Instruction: Duplicate the stretch of the data from its first line through the line containing "task: segment each", reproducing every character without change.

Data supplied:

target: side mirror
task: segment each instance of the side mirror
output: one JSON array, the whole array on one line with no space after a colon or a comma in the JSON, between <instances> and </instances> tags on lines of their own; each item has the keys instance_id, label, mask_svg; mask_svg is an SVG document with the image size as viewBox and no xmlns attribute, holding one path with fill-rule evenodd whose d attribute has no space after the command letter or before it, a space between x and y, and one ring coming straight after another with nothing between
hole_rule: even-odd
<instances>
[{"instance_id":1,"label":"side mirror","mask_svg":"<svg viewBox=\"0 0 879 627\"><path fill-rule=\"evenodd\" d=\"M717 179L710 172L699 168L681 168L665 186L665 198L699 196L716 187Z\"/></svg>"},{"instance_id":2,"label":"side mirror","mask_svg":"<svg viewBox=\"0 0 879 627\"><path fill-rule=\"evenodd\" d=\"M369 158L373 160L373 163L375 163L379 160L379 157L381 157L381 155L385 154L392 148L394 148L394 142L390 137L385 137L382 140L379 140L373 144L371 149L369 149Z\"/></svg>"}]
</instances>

Result:
target: side mirror
task: segment each instance of the side mirror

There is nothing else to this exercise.